Work request 1:
Translate this sentence from the squid text below into Spanish: "Unlike most marine organisms, however, squids have three hearts."
Work request 2:
Continue the text on squids below from where it stops.

[Text]

Although squids lack an external shell, they do have remnants of an internal shell, called a pen because of its unique shape. This shell provides the otherwise soft body of the squid with rigidity and helps maintain body shape.

Like many marine organisms, squids have gills that they use to obtain essential oxygen from water. Unlike most marine organisms, however, squids have three hearts. Two of the hearts, the gill hearts, pump blood to the gills to obtain oxygen. The third heart is the systemic heart which pumps the oxygenated blood to the rest of the body.

Squids reproduce sexually with females producing eggs and males producing sperm. Squids go through elaborate courtship displays with males passing sperm packets to the females, who then deposit hundreds of gelatinous eggs on the ocean, often in communal areas. Unlike octopi that guard their eggs after laying them, female squid die shortly after laying their eggs. Research has shown that these eggs are inoculated by a female squid with a host of bacteria that act as a microbial agent to prevent against disease and also seem to deter predators.

Suggested Pre- or Post-Visit Activities and Resources

  • Have students research the phylum Mollusca. What are the common characteristics of this group?
  • What are the other classes besides Cephalopoda in this phylum? How do they differ from the Cephalopods?

[/Text]
[Data section]

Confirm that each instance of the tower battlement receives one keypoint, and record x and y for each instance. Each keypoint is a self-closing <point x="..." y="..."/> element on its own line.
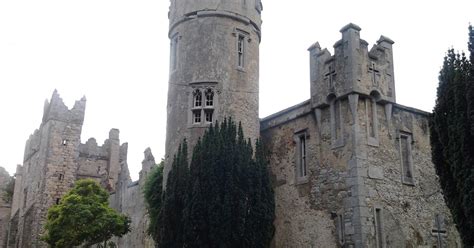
<point x="55" y="109"/>
<point x="247" y="11"/>
<point x="352" y="69"/>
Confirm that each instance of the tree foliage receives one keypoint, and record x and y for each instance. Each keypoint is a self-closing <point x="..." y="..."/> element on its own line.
<point x="153" y="190"/>
<point x="223" y="198"/>
<point x="7" y="194"/>
<point x="83" y="217"/>
<point x="452" y="138"/>
<point x="174" y="200"/>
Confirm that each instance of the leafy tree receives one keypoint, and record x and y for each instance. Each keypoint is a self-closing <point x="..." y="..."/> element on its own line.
<point x="153" y="192"/>
<point x="452" y="138"/>
<point x="83" y="217"/>
<point x="7" y="194"/>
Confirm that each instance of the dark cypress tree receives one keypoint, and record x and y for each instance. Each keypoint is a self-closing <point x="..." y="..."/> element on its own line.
<point x="230" y="199"/>
<point x="153" y="195"/>
<point x="174" y="197"/>
<point x="452" y="138"/>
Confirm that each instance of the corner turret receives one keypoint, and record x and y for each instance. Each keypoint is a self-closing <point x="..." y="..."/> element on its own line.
<point x="352" y="69"/>
<point x="57" y="110"/>
<point x="214" y="68"/>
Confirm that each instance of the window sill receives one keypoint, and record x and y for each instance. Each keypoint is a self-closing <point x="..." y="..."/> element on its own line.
<point x="302" y="180"/>
<point x="337" y="144"/>
<point x="408" y="182"/>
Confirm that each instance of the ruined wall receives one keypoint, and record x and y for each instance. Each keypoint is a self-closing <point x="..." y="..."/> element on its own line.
<point x="54" y="159"/>
<point x="5" y="207"/>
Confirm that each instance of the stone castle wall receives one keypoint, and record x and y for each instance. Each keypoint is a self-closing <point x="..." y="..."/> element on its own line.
<point x="312" y="212"/>
<point x="129" y="200"/>
<point x="5" y="207"/>
<point x="205" y="39"/>
<point x="54" y="159"/>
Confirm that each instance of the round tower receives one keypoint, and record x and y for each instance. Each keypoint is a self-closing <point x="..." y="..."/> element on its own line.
<point x="214" y="67"/>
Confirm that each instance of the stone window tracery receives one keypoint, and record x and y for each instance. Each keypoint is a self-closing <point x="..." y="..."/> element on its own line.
<point x="209" y="98"/>
<point x="197" y="98"/>
<point x="203" y="109"/>
<point x="405" y="141"/>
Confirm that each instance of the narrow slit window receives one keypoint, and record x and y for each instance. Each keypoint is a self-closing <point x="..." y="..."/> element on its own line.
<point x="240" y="50"/>
<point x="209" y="98"/>
<point x="197" y="98"/>
<point x="406" y="160"/>
<point x="209" y="116"/>
<point x="303" y="170"/>
<point x="379" y="228"/>
<point x="197" y="116"/>
<point x="174" y="53"/>
<point x="341" y="229"/>
<point x="371" y="117"/>
<point x="337" y="119"/>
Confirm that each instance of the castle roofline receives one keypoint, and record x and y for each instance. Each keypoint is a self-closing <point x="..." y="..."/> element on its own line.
<point x="350" y="26"/>
<point x="304" y="108"/>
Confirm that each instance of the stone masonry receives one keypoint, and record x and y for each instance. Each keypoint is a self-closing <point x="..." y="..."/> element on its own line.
<point x="351" y="167"/>
<point x="54" y="159"/>
<point x="214" y="68"/>
<point x="5" y="208"/>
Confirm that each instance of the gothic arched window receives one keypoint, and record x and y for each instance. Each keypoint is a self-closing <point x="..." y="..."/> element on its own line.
<point x="203" y="109"/>
<point x="209" y="97"/>
<point x="197" y="98"/>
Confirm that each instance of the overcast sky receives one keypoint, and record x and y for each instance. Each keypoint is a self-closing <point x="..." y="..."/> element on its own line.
<point x="116" y="53"/>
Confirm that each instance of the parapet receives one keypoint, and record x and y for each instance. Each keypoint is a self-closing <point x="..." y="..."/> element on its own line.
<point x="352" y="68"/>
<point x="55" y="109"/>
<point x="245" y="11"/>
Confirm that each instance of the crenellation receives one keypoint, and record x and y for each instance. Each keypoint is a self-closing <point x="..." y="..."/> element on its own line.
<point x="57" y="110"/>
<point x="54" y="159"/>
<point x="352" y="68"/>
<point x="370" y="171"/>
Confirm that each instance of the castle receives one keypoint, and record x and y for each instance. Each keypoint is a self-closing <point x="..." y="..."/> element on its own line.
<point x="350" y="166"/>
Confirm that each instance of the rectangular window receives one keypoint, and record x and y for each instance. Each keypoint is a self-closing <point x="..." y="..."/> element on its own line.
<point x="240" y="50"/>
<point x="174" y="53"/>
<point x="379" y="228"/>
<point x="370" y="119"/>
<point x="341" y="229"/>
<point x="301" y="156"/>
<point x="337" y="119"/>
<point x="302" y="165"/>
<point x="197" y="116"/>
<point x="406" y="160"/>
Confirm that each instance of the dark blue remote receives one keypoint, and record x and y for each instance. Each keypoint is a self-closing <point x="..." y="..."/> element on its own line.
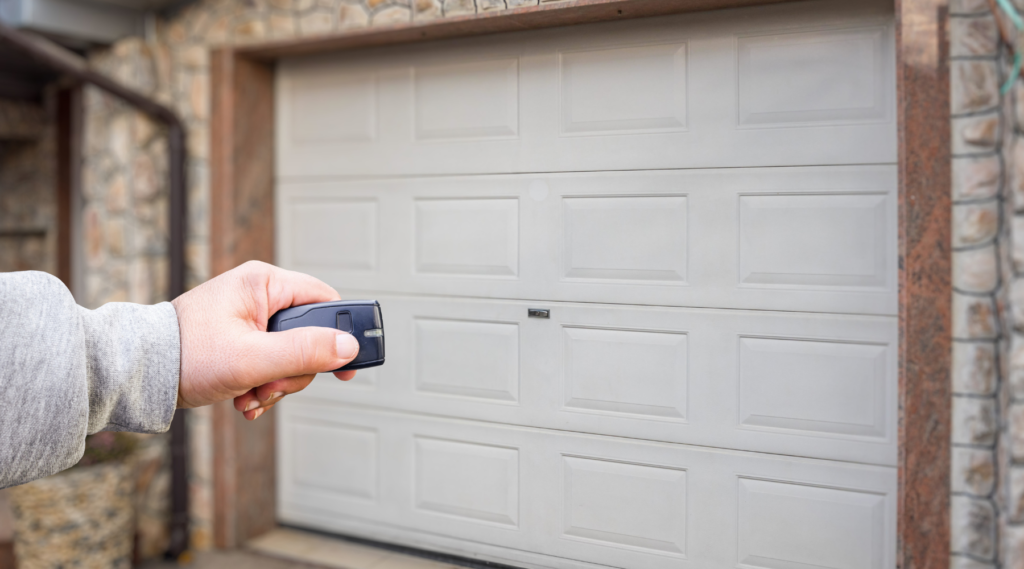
<point x="361" y="318"/>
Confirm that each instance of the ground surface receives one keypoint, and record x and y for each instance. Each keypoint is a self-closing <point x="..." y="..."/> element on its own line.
<point x="232" y="560"/>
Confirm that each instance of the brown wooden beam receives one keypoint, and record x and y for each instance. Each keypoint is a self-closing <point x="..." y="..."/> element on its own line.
<point x="925" y="288"/>
<point x="242" y="229"/>
<point x="567" y="12"/>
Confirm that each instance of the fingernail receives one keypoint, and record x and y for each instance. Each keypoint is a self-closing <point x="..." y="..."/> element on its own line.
<point x="347" y="346"/>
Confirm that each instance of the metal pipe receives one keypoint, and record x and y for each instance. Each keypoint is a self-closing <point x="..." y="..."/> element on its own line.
<point x="68" y="62"/>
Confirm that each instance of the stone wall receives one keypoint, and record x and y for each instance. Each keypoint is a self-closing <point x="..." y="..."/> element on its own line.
<point x="987" y="128"/>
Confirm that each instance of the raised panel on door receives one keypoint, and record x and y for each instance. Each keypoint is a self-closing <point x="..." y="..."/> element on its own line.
<point x="813" y="238"/>
<point x="555" y="498"/>
<point x="797" y="384"/>
<point x="766" y="86"/>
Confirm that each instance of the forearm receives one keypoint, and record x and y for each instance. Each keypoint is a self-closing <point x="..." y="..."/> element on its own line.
<point x="67" y="371"/>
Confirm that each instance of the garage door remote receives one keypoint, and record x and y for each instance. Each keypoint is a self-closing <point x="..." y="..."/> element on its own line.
<point x="361" y="318"/>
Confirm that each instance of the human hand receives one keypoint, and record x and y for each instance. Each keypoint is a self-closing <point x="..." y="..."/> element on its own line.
<point x="227" y="353"/>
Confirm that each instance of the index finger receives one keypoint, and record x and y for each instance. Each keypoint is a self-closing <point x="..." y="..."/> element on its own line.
<point x="286" y="289"/>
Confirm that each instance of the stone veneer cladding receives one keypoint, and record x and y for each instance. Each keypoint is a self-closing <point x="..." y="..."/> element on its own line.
<point x="125" y="238"/>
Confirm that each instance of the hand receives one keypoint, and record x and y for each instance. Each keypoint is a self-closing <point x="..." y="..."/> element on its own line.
<point x="227" y="353"/>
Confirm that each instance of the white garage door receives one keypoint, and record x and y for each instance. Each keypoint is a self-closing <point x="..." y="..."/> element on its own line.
<point x="706" y="205"/>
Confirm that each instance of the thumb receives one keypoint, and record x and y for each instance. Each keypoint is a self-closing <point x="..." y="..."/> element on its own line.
<point x="301" y="351"/>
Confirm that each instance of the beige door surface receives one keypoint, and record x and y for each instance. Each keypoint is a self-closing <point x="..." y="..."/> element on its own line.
<point x="705" y="204"/>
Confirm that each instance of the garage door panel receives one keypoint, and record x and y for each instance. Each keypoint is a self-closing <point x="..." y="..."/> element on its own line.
<point x="777" y="87"/>
<point x="606" y="500"/>
<point x="783" y="238"/>
<point x="794" y="384"/>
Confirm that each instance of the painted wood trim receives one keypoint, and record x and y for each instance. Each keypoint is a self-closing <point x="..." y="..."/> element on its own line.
<point x="242" y="229"/>
<point x="925" y="283"/>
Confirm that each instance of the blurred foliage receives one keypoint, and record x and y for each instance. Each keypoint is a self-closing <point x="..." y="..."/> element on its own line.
<point x="108" y="447"/>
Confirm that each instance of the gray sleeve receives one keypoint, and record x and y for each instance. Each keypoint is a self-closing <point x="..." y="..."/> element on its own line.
<point x="67" y="371"/>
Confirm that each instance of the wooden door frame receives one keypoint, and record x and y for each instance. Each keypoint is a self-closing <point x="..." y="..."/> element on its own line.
<point x="242" y="210"/>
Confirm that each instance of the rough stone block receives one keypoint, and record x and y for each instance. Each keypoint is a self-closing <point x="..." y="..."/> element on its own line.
<point x="973" y="471"/>
<point x="1015" y="494"/>
<point x="975" y="223"/>
<point x="314" y="24"/>
<point x="1015" y="174"/>
<point x="974" y="367"/>
<point x="973" y="524"/>
<point x="976" y="133"/>
<point x="92" y="235"/>
<point x="974" y="317"/>
<point x="974" y="421"/>
<point x="976" y="270"/>
<point x="426" y="9"/>
<point x="391" y="16"/>
<point x="281" y="26"/>
<point x="455" y="7"/>
<point x="1013" y="546"/>
<point x="117" y="194"/>
<point x="352" y="16"/>
<point x="115" y="230"/>
<point x="974" y="86"/>
<point x="961" y="562"/>
<point x="973" y="36"/>
<point x="1015" y="432"/>
<point x="250" y="29"/>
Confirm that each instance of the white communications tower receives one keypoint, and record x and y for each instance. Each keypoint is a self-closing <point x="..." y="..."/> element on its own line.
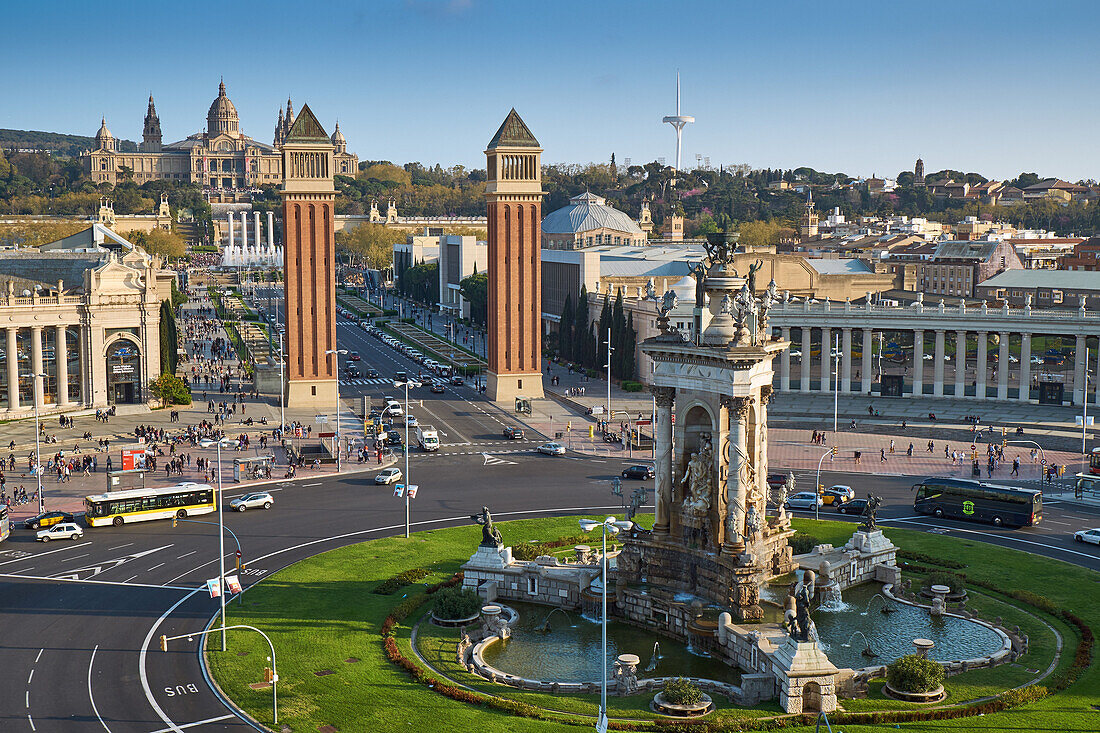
<point x="679" y="121"/>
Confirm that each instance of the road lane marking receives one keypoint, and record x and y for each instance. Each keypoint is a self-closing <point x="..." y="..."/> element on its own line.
<point x="59" y="549"/>
<point x="144" y="652"/>
<point x="196" y="723"/>
<point x="91" y="699"/>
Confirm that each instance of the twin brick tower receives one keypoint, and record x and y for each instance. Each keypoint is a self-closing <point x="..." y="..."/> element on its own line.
<point x="514" y="198"/>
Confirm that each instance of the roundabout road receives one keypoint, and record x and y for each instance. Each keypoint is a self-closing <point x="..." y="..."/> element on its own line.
<point x="81" y="620"/>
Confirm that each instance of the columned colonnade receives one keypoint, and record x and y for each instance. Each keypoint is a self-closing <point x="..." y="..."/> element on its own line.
<point x="1001" y="372"/>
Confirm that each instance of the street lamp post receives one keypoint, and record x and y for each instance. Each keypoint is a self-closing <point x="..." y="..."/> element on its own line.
<point x="337" y="439"/>
<point x="221" y="537"/>
<point x="37" y="436"/>
<point x="407" y="384"/>
<point x="613" y="525"/>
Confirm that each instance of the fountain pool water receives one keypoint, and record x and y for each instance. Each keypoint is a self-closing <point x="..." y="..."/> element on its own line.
<point x="570" y="653"/>
<point x="891" y="635"/>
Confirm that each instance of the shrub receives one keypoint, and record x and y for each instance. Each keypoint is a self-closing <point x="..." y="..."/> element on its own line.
<point x="455" y="603"/>
<point x="942" y="578"/>
<point x="914" y="674"/>
<point x="682" y="691"/>
<point x="802" y="543"/>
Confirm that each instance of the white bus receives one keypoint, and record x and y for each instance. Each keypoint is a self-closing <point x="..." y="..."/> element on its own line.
<point x="119" y="507"/>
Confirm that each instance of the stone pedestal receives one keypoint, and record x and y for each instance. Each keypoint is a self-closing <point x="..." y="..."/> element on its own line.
<point x="805" y="677"/>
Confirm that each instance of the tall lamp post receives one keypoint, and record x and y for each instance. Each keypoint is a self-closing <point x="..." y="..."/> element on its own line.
<point x="407" y="384"/>
<point x="612" y="525"/>
<point x="37" y="435"/>
<point x="338" y="352"/>
<point x="228" y="442"/>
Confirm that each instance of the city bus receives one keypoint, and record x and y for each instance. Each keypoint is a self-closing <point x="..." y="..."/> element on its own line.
<point x="119" y="507"/>
<point x="958" y="499"/>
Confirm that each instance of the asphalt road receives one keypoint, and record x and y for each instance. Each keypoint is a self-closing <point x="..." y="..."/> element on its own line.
<point x="80" y="620"/>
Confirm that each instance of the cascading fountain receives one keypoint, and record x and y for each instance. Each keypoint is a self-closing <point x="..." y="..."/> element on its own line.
<point x="545" y="626"/>
<point x="657" y="655"/>
<point x="886" y="606"/>
<point x="868" y="652"/>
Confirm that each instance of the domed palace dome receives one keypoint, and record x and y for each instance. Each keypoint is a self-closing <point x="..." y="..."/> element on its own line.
<point x="222" y="117"/>
<point x="103" y="139"/>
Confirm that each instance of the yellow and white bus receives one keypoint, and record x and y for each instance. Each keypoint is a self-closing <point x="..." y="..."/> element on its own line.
<point x="119" y="507"/>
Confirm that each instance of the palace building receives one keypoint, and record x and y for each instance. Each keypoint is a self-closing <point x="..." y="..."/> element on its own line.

[/Data section]

Answer space 1:
Sin embargo, a diferencia de la mayoría de los organismos marinos, los calamares tienen tres corazones.

Answer space 2:
  • Have students research the size of a giant squid and make a measuring tape that shows the length of arms and tentacles, size of eyes, beak, siphon, etc. Spread out a roll of butcher paper in the hallway and have students create a life-sized giant squid, decorate and label the parts and measurements. Hang it in the hallway or cafeteria to share with other students and teachers in the school.

Links to Internet Resources:


Lesson Plans:
The Cephalopod Page
The Cool Communication of Cephalopods

General Cephalopod Information:
Giant Squid - National Geographic

Images and Video Footage:

Squid attack - National Geographic

Stunning Squid Pictures - Smithsonian
The Octopus News Magazine Online

Squid Communication:

The Animal Communication Project

Squid Reproduction:

California Sea Grant
 

Correlations to Oregon State Science Standards

Grade 4
4.1 Structure and Function: Living and non-living things can be classified by their characteristics and properties.
4.1L.1 Compare and contrast characteristics of fossils and living organisms.
4.2 Interaction and Change: Living and non-living things undergo changes that involve force and energy.
4.2L.1 Describe the interactions of organisms and the environment where they live.

Grade 5
5.1 Structure and Function: Living and non-living things are composed of related parts that function together to form systems.
5.1L.1 Explain that organisms are composed of parts that function together to form a living system.
5.2 Interaction and Change: Force, energy, matter, and organisms interact with living and non-living systems.
5.2L.1 Explain the interdependence of plants, animals, and environment, and how adaptation influences survival.

Grade 6
6.1 Structure and Function: Living and non-living systems are organized groups of related parts that function together and have characteristics and properties.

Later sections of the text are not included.